**What is required**
Count the lines below that contain the word "plant" and give only that number.

**Data listing**
◆ ◆ ◆ ◆ ◆

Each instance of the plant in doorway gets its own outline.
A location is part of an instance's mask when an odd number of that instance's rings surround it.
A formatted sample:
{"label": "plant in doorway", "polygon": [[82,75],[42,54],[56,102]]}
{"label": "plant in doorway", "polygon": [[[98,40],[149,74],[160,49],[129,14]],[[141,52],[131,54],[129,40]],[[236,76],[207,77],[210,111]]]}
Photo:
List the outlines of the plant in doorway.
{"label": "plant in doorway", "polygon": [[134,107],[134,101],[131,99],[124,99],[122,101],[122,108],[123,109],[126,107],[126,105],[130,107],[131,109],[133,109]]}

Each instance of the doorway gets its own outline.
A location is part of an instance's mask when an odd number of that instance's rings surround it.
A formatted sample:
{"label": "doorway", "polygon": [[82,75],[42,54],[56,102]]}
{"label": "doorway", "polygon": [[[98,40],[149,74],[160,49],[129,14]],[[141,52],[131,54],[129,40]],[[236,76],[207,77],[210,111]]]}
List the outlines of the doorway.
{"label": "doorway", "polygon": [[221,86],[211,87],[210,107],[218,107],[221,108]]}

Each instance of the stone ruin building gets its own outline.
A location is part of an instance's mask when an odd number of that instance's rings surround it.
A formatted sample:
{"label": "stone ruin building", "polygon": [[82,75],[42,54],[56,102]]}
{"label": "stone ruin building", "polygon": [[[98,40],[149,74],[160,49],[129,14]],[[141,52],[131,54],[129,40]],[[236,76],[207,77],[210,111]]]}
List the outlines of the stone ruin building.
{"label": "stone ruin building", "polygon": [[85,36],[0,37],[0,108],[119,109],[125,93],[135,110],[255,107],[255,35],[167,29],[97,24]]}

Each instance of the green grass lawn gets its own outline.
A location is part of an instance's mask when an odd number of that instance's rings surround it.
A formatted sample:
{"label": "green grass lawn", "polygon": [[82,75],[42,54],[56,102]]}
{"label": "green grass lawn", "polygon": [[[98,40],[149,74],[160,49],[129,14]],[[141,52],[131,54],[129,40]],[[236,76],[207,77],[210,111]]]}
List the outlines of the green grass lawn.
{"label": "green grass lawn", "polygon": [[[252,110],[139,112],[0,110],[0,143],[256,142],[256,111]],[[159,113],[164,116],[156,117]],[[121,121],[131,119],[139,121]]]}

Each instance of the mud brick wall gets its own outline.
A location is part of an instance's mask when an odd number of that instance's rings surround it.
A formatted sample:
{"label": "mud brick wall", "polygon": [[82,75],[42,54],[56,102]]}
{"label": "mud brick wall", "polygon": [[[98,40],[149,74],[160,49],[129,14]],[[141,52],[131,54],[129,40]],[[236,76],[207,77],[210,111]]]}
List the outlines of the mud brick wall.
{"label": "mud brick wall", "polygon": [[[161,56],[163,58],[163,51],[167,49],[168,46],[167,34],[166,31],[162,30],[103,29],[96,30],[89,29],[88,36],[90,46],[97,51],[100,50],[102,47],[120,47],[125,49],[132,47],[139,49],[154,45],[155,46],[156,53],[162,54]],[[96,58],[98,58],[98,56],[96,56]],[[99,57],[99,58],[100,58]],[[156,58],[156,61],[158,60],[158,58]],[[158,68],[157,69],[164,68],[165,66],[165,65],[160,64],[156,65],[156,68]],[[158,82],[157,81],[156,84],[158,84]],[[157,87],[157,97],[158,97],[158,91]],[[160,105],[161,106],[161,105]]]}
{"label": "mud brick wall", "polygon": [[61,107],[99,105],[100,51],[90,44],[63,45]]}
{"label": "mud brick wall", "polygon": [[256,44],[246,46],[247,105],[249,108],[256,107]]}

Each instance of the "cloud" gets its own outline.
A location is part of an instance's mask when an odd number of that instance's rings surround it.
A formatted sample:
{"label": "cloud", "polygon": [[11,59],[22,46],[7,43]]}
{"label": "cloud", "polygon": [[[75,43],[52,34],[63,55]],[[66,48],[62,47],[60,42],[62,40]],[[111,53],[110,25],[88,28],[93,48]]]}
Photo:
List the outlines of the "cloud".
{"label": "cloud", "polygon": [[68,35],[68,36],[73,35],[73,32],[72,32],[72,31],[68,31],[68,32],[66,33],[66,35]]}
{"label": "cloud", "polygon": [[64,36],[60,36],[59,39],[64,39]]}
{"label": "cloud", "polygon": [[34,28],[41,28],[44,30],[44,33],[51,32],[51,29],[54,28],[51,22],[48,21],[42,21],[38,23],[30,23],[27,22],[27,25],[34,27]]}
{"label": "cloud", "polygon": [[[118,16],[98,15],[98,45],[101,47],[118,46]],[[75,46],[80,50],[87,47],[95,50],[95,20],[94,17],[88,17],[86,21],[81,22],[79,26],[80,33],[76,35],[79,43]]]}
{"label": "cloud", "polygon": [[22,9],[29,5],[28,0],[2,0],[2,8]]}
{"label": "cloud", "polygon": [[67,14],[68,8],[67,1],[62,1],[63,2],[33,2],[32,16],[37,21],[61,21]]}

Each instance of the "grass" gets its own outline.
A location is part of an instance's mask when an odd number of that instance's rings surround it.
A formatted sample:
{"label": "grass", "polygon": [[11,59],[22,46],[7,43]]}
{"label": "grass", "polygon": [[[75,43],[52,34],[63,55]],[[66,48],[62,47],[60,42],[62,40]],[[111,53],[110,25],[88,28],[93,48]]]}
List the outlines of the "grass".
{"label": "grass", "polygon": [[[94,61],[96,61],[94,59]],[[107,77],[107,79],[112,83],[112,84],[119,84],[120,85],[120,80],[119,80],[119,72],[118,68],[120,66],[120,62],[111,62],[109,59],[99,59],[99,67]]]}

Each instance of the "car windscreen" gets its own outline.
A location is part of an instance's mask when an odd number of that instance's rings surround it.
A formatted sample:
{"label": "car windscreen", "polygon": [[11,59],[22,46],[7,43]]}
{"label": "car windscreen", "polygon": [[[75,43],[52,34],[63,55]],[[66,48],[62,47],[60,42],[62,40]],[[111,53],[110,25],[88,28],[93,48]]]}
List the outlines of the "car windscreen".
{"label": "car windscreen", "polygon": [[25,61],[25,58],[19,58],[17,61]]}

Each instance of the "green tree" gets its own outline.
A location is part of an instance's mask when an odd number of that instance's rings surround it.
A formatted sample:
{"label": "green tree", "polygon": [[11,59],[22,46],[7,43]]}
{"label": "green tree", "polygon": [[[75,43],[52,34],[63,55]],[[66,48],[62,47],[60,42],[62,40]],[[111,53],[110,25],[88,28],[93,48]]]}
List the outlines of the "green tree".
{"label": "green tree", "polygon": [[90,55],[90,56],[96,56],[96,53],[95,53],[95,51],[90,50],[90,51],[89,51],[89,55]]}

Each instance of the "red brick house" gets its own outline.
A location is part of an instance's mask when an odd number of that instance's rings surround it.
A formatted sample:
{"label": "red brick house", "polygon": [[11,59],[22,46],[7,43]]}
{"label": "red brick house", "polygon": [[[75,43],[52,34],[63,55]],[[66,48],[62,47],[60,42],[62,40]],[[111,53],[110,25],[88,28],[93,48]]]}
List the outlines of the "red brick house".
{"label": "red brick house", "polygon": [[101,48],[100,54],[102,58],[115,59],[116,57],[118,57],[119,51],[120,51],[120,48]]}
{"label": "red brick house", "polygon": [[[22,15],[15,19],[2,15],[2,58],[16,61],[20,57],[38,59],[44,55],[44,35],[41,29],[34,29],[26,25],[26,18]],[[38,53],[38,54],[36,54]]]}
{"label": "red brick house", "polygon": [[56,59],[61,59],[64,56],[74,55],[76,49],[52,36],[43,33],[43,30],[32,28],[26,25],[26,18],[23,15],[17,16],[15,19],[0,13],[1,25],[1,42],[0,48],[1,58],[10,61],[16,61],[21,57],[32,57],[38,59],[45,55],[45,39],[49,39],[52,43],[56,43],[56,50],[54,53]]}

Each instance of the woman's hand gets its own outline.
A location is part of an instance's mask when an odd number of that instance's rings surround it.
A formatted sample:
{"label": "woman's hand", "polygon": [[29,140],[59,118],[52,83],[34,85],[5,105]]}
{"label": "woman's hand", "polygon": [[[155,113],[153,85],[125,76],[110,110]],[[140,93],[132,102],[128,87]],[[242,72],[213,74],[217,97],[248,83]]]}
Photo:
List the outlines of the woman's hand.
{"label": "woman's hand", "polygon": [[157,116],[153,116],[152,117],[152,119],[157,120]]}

◆ ◆ ◆ ◆ ◆

**The reply**
5